**Some records:**
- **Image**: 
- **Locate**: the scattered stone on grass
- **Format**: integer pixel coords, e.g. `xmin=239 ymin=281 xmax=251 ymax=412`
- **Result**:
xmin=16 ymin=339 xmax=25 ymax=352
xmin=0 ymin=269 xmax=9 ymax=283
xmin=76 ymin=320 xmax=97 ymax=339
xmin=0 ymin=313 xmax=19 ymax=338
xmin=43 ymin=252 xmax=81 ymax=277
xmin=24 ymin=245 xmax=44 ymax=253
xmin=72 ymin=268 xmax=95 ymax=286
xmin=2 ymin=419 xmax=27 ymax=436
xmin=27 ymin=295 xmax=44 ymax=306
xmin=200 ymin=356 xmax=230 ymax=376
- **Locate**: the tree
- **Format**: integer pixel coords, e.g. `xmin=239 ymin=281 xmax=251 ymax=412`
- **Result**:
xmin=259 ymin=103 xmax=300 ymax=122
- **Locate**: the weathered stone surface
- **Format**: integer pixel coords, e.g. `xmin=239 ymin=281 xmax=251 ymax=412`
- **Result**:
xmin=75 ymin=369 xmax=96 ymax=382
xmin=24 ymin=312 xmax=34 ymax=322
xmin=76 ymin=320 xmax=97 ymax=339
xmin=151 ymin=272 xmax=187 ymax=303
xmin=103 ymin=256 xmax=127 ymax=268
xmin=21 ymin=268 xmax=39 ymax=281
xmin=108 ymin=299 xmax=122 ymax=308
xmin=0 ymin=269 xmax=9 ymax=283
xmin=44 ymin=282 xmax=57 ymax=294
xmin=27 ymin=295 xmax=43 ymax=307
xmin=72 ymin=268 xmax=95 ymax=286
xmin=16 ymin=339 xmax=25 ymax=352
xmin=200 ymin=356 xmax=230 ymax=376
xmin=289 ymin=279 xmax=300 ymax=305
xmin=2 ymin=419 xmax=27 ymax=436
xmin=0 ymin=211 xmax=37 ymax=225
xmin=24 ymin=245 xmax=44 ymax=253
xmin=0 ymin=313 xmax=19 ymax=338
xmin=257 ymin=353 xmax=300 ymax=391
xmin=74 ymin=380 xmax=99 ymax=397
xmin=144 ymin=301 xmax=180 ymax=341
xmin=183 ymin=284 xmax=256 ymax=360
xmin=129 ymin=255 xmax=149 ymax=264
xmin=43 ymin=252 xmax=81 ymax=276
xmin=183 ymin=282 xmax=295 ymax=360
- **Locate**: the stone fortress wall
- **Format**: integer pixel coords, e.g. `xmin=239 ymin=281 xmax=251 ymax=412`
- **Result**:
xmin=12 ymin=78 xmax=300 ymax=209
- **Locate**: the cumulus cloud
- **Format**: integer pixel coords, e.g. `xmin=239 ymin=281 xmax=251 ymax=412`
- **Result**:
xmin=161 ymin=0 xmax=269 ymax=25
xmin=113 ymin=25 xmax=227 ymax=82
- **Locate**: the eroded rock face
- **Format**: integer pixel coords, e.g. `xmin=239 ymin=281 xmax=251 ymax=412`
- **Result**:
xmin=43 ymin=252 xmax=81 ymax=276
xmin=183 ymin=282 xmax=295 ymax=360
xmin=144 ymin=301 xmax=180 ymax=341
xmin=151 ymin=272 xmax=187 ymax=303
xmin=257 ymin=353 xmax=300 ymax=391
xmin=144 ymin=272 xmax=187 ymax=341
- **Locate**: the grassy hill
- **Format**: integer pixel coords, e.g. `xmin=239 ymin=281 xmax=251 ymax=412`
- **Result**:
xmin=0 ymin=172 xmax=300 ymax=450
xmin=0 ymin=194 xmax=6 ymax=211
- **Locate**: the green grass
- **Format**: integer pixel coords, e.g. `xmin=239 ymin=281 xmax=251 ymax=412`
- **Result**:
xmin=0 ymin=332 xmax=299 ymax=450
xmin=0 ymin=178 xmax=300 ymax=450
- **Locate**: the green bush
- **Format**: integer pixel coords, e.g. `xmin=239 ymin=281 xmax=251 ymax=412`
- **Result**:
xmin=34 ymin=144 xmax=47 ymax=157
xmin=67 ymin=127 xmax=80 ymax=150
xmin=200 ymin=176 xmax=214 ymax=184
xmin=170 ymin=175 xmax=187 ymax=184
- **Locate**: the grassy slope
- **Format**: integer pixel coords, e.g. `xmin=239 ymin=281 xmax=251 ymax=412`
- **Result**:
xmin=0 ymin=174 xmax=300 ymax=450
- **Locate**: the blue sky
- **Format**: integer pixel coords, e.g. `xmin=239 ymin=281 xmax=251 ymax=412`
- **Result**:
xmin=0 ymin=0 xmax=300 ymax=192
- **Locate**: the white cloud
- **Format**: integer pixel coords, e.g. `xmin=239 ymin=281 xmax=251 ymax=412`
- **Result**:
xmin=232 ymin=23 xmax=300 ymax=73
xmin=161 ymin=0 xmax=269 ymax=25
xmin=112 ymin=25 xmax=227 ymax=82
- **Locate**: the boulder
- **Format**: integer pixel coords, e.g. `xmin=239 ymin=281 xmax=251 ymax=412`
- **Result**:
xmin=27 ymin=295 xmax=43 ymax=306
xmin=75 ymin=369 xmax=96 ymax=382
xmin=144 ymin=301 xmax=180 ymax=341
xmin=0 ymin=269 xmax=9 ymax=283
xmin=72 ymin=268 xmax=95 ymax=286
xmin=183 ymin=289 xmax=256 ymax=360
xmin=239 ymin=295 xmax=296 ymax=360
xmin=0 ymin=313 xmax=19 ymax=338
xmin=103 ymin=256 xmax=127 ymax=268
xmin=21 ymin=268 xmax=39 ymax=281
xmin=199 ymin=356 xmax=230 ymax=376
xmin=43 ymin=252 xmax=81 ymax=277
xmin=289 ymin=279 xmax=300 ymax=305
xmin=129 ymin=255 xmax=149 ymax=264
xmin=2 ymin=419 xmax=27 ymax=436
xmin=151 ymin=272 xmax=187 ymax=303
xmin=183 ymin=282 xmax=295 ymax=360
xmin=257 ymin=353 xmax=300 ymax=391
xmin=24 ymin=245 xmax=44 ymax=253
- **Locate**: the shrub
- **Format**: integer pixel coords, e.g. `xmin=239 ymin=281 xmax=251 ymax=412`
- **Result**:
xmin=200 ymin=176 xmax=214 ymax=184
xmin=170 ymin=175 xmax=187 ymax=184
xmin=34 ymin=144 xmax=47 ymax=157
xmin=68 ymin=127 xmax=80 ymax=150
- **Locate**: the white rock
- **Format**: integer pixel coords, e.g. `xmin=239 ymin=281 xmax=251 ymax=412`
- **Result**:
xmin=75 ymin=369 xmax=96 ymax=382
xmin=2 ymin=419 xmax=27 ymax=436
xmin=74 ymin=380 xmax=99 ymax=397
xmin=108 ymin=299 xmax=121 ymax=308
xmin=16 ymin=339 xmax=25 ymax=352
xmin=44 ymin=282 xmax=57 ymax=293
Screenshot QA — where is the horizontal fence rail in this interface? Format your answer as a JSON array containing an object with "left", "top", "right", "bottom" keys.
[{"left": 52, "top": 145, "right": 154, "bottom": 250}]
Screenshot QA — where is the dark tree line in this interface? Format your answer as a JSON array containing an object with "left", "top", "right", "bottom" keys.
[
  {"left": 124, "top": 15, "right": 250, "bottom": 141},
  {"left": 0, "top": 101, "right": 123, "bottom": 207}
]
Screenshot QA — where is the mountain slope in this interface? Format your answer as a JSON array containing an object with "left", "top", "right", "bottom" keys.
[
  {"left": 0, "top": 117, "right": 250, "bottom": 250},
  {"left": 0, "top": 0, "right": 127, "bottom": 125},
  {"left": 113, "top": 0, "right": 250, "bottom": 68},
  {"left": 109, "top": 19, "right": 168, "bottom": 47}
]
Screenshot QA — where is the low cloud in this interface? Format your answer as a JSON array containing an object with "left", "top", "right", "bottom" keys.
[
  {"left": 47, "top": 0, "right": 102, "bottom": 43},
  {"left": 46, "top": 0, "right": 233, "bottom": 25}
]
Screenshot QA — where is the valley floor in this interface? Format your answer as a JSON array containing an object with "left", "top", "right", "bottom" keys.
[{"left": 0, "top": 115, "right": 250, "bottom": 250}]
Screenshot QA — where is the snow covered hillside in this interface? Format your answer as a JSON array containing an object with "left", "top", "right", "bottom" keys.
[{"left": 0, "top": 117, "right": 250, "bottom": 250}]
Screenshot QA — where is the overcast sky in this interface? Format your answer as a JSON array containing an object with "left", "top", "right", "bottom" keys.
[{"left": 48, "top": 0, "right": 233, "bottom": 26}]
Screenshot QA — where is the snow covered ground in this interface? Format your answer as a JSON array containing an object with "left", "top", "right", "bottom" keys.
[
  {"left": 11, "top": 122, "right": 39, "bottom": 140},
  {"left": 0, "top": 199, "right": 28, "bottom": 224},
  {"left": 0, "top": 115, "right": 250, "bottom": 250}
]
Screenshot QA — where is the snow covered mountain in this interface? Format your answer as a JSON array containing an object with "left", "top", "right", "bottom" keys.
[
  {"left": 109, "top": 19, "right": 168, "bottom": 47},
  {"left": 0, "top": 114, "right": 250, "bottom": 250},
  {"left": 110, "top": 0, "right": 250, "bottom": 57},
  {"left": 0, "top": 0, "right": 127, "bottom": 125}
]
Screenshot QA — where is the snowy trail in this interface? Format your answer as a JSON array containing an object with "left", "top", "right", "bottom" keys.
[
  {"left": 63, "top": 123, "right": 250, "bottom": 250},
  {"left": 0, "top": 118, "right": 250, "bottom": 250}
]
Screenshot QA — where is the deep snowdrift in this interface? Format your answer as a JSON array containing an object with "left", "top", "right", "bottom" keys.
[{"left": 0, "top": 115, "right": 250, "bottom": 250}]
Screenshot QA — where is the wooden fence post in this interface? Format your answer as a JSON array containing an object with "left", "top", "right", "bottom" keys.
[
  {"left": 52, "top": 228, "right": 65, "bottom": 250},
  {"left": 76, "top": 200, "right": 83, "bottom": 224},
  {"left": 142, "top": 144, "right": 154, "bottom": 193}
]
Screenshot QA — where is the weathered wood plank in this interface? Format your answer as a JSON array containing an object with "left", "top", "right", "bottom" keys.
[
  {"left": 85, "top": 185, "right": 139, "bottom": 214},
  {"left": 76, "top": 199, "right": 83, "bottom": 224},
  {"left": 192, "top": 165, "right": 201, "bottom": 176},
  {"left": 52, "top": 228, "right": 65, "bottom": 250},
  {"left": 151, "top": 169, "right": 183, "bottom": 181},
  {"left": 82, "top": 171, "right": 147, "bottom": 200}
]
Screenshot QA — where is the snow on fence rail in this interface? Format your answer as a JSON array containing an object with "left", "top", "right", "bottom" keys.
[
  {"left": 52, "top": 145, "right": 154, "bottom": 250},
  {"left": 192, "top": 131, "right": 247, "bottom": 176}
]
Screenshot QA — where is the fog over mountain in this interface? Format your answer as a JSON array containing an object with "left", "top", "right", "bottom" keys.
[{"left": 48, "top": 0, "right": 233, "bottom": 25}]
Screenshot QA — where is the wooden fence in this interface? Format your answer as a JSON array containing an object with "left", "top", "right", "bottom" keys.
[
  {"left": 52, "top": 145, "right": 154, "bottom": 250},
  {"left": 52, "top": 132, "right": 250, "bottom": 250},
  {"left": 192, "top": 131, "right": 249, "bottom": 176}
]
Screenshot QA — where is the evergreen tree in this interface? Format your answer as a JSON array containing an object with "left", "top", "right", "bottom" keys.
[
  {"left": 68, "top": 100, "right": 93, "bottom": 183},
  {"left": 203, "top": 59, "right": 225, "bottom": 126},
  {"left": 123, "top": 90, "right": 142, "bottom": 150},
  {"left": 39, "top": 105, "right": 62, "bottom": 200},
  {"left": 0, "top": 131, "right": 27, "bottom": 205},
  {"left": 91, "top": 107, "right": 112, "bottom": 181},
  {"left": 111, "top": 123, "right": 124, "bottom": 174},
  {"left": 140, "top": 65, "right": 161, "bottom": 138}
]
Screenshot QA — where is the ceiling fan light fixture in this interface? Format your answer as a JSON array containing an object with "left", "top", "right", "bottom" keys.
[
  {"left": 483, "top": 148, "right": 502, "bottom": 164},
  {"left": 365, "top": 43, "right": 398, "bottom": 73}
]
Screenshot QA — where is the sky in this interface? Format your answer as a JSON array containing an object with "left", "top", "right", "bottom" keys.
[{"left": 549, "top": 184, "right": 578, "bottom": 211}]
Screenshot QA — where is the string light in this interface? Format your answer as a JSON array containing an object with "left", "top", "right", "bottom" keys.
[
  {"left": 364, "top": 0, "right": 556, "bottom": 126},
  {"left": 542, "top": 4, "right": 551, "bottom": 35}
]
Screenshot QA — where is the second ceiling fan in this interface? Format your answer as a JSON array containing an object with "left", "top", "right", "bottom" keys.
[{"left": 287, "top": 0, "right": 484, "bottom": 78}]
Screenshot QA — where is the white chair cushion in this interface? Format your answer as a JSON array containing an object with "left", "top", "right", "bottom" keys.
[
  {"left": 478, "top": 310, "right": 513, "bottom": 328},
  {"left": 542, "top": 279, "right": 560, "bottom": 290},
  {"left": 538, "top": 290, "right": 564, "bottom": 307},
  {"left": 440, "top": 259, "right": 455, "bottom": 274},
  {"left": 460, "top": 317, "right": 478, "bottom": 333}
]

**What is required:** Quote only the lines from the line containing "Screenshot QA — where is the string" through the end of the listing, please, keeping both the first and the last line.

**Answer for the task:**
Screenshot QA — where is the string light in this interface? Format your answer as a JSON array containing an object with "left", "top", "right", "bottom" keys.
[
  {"left": 364, "top": 0, "right": 556, "bottom": 126},
  {"left": 542, "top": 4, "right": 551, "bottom": 35}
]
Screenshot QA — where is the second ceiling fan in this interface? Format your answer as a JSON array containing an object with "left", "top", "right", "bottom" keys.
[{"left": 287, "top": 0, "right": 484, "bottom": 78}]
Screenshot QA — where is the white chair cushion in this interface? Format your answer as a JSON array containing an object with "left", "top", "right", "bottom" keys.
[
  {"left": 478, "top": 310, "right": 513, "bottom": 328},
  {"left": 542, "top": 279, "right": 560, "bottom": 290},
  {"left": 538, "top": 290, "right": 564, "bottom": 307},
  {"left": 440, "top": 259, "right": 455, "bottom": 274},
  {"left": 460, "top": 317, "right": 478, "bottom": 333}
]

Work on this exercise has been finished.